• **EXERCISE REQUIREMENTS**:
a. Transcribe the passage of the foxtail barley text from "Foxtail Barley/Hordeum JubatumCrystal" to "with these grasses.".
b. Answer these questions using the foxtail barley text:
(i) Besides the digestive tract, which parts of an animal can the awns affect?
(ii) What did Native Americans do with the seeds?
(iii) In an emergency, what can the seeds be roasted and used as?

Foxtail Barley/Hordeum JubatumCrystal Calhoun
What is it? This is a grassy plant with barley-looking seeds at the very top. There are many species of this plant, and some recourses say this plant is specifically dangerous for animals such as dogs and cats. If this large seed cluster is swallowed, the barbed awns can eventually end up in the digestive tract and cause irritation and even inflammation. Unfortunately, they can also affect the eyes and ears, and sometimes they can be the cause of sudden blindness and even death. Take precaution with these grasses.
Where to find it? The Foxtail Barley can be found in most valleys, prairies, hills, and fields. But they can also be found growing on the sides of roads, railroads, and gardens. They are commonly seen all over the Great Plains, and is one of the main grasses the buffalo and many other herbivores ate.
What to eat? The seed can be eaten raw or cooked, just take precaution especially with furry friends nearby. Native Americans would grind the seeds into flour, and then eat the flour raw. But you can also use it as flour, added to bread or cereals, even porridge. But, it does take a lot of the seeds as they are small and hard to separate. Another thing you can do especially in an emergency situation is to treat the seeds like coffee beans, and roast them and use it as a coffee substitute.

Data items
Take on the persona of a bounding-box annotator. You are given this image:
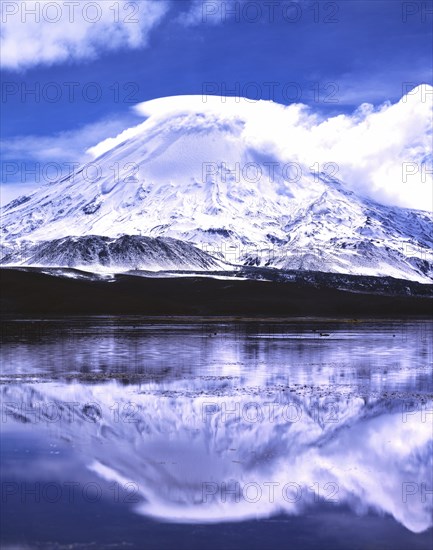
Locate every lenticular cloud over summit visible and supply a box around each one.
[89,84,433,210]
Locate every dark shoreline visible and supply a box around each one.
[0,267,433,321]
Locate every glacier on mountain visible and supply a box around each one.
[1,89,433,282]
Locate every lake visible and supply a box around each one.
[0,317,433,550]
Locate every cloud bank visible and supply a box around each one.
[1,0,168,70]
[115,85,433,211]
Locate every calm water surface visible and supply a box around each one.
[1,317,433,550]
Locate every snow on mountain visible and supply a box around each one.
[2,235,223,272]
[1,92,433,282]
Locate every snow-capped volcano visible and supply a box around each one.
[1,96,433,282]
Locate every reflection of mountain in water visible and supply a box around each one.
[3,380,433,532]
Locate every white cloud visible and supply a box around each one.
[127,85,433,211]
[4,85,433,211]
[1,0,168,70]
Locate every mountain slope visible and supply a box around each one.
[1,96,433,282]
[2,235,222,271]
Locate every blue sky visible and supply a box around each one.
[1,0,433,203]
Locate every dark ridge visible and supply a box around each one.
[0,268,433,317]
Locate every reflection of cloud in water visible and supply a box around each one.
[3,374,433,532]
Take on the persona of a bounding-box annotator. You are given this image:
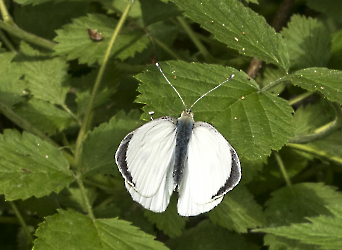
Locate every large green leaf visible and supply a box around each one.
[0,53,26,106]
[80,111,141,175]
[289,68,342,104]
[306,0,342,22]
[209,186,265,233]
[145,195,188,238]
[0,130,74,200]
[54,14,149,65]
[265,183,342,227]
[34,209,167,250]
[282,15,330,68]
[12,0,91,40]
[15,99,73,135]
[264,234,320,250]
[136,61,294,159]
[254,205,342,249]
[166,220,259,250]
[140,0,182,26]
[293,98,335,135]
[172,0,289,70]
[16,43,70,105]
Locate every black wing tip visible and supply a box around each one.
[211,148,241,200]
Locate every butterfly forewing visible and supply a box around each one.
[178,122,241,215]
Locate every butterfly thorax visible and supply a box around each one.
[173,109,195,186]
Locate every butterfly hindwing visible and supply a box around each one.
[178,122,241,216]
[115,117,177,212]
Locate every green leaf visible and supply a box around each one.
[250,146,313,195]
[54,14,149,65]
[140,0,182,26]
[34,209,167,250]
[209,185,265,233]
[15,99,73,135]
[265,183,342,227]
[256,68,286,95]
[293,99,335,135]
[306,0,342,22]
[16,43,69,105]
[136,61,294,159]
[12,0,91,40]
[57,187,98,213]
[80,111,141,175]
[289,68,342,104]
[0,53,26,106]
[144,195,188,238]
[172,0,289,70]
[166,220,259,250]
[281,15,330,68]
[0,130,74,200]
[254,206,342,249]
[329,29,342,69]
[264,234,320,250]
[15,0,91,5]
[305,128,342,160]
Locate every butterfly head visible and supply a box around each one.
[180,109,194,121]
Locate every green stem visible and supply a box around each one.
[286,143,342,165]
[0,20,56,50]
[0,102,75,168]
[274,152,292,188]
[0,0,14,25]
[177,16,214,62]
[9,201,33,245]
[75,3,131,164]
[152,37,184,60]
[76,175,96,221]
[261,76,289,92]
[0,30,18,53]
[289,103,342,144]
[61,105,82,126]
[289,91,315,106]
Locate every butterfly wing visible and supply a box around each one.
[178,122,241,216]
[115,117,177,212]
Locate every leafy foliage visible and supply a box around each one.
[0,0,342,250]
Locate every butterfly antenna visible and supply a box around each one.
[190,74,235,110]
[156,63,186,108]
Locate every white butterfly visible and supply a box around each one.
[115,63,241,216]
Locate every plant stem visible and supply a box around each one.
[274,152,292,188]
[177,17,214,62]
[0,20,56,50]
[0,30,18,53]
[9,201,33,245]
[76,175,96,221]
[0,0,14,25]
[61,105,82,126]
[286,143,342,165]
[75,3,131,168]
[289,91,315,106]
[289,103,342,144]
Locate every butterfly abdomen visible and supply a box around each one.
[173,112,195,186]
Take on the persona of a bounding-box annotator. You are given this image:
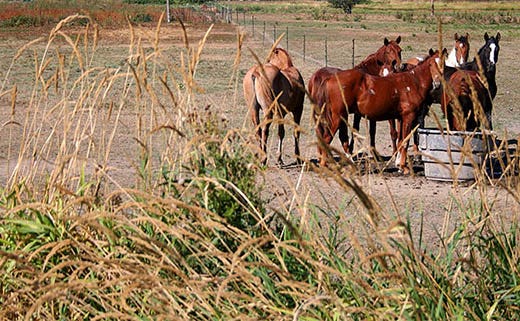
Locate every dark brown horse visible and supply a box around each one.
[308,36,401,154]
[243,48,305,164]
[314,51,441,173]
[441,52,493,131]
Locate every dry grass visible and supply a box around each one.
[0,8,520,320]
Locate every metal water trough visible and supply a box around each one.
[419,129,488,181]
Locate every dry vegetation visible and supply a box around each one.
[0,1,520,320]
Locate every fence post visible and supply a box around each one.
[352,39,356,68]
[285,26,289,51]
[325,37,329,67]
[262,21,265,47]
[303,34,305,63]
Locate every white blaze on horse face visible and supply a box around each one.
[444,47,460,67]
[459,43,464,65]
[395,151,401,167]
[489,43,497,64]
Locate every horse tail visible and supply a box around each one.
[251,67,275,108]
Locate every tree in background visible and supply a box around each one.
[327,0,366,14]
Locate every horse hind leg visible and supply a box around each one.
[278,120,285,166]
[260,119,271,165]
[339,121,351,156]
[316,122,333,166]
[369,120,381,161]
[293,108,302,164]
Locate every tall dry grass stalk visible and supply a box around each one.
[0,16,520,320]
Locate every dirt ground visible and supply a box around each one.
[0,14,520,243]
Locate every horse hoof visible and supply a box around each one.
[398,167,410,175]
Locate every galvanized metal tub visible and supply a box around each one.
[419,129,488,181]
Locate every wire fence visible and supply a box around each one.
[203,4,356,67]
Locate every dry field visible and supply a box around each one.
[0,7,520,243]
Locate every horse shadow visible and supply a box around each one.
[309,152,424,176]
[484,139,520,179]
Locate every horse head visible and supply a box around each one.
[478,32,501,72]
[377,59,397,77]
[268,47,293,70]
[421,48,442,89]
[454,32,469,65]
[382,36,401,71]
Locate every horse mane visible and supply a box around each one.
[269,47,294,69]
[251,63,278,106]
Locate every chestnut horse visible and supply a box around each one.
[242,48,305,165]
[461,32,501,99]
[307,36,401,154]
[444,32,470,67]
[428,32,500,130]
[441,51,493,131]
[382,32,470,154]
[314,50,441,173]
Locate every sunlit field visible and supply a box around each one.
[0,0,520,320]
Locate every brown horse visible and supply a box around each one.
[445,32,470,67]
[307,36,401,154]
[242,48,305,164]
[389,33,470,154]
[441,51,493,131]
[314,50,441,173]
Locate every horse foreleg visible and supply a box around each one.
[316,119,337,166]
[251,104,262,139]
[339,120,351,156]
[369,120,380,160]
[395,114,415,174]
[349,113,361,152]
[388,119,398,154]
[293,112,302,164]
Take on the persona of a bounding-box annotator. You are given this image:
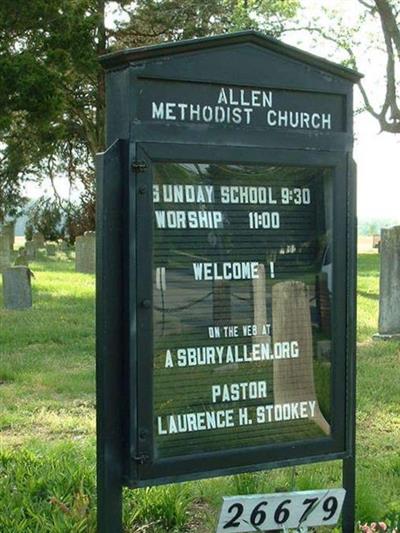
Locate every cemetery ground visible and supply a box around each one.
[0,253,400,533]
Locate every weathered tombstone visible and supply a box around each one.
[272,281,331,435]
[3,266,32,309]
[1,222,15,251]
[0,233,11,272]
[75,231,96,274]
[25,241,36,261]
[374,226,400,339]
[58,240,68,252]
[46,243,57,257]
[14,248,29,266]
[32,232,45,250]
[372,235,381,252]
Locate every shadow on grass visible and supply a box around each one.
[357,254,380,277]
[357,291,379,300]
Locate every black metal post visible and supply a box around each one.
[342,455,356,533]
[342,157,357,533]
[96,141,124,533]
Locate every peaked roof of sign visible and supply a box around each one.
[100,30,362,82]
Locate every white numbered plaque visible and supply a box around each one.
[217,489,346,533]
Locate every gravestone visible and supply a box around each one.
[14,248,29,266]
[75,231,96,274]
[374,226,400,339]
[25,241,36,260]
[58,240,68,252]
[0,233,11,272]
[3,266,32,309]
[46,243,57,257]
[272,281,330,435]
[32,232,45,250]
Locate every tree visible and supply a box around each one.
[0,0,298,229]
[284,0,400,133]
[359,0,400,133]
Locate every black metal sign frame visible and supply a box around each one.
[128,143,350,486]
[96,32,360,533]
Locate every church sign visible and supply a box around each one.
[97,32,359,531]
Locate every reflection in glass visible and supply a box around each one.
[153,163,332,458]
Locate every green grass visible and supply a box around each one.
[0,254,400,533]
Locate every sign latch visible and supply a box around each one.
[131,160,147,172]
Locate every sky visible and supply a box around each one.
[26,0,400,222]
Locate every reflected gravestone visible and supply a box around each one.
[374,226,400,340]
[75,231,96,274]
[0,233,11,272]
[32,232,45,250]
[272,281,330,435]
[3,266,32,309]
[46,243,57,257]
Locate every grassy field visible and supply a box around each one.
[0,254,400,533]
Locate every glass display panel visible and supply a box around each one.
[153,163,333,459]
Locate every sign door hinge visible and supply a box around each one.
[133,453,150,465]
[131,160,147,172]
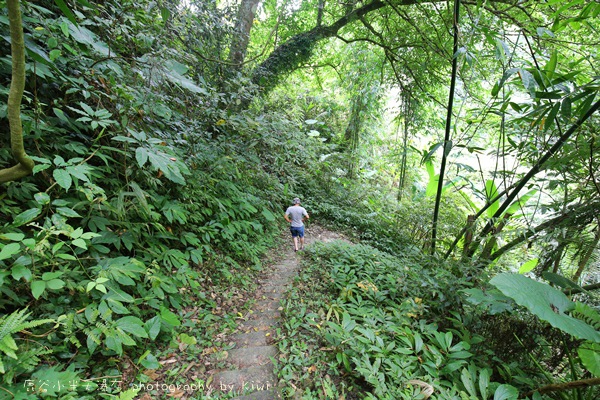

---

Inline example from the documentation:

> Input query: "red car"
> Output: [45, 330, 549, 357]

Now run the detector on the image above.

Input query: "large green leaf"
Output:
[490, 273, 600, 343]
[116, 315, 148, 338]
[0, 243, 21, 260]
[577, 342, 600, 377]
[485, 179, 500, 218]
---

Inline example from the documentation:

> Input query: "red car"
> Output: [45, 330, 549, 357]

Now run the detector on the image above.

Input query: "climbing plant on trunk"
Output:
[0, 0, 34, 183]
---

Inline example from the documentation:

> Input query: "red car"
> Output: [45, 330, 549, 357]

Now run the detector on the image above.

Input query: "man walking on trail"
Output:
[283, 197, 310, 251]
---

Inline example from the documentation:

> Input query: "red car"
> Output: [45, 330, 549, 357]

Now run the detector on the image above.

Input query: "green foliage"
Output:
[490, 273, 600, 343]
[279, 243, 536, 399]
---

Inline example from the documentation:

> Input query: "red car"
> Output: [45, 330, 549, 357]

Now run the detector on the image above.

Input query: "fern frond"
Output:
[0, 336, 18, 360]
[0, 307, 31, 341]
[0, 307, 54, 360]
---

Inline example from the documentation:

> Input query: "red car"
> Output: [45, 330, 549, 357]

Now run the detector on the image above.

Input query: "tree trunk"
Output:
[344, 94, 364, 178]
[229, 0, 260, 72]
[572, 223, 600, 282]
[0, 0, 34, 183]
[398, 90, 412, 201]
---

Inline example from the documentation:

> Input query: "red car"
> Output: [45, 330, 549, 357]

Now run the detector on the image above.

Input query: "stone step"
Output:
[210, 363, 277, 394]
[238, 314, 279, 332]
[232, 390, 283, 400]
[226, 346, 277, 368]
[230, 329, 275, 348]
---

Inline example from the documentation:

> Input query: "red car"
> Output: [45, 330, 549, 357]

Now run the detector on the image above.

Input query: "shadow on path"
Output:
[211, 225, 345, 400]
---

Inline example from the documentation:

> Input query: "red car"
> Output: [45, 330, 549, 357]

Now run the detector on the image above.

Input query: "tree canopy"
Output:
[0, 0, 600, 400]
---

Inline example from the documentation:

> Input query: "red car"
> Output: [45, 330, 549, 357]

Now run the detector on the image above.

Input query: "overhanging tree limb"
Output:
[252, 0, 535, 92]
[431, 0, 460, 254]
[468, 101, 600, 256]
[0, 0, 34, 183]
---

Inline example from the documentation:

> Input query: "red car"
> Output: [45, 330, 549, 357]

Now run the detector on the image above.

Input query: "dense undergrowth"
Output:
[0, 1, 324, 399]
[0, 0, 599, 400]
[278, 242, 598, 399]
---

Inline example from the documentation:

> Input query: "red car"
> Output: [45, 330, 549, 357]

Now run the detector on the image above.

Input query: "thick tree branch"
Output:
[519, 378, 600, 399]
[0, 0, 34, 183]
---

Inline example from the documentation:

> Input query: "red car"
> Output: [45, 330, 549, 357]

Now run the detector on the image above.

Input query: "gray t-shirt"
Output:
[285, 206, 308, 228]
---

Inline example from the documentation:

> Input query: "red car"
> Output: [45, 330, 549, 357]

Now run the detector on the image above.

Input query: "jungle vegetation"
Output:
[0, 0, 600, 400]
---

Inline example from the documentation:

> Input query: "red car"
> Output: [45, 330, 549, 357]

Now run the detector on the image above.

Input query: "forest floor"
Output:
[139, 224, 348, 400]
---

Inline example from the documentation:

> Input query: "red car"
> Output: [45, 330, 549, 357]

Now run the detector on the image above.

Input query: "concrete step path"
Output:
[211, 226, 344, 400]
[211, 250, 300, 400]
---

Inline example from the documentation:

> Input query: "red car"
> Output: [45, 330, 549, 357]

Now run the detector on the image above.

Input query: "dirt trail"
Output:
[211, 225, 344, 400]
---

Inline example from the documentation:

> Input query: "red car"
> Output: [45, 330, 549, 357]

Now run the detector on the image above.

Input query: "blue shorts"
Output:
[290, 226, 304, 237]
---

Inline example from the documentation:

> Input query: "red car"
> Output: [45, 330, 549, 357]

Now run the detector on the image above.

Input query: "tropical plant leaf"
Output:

• **SOLUTIONS IN ORDER**:
a.
Foxtail Barley/Hordeum JubatumCrystal Calhoun
What is it? This is a grassy plant with barley-looking seeds at the very top. There are many species of this plant, and some recourses say this plant is specifically dangerous for animals such as dogs and cats. If this large seed cluster is swallowed, the barbed awns can eventually end up in the digestive tract and cause irritation and even inflammation. Unfortunately, they can also affect the eyes and ears, and sometimes they can be the cause of sudden blindness and even death. Take precaution with these grasses.

b.
(i) The eyes and ears.
(ii) They ground them into flour and ate the flour raw.
(iii) A coffee substitute.